▶ [EXERCISE DIRECTIONS]:
Pull from the data below each line where the word "instance" occurs, and copy it.

────────

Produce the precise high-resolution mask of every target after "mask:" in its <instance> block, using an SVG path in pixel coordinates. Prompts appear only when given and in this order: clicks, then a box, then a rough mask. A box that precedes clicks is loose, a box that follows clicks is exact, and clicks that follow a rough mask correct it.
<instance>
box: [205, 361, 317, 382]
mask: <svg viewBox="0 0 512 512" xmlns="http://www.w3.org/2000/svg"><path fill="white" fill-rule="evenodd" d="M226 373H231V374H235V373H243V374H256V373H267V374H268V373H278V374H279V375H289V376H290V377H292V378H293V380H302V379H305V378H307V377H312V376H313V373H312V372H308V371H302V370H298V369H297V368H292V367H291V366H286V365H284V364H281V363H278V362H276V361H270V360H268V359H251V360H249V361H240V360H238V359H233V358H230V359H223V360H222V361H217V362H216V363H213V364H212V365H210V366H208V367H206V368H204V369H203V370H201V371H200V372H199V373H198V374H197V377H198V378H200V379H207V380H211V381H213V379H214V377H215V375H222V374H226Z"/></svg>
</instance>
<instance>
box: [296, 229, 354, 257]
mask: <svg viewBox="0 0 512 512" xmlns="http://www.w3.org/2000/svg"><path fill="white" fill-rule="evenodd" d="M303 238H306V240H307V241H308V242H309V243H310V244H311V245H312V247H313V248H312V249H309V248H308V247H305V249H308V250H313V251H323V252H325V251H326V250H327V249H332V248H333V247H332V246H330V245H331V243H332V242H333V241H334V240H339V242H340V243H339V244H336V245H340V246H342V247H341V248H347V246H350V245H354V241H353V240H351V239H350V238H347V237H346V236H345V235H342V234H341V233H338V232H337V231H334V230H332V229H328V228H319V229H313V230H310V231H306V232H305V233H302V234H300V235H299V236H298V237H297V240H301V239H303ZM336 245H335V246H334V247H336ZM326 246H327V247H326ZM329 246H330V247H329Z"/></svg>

────────

▶ [WRITTEN SOLUTION]:
Produce the precise high-resolution mask of every target after "mask:" in its <instance> block, using an SVG path in pixel coordinates. Prompts appear only when given and in this order: clicks, then a box, then a rough mask. A box that precedes clicks is loose, a box that follows clicks is exact, and clicks that follow a rough mask correct it.
<instance>
</instance>
<instance>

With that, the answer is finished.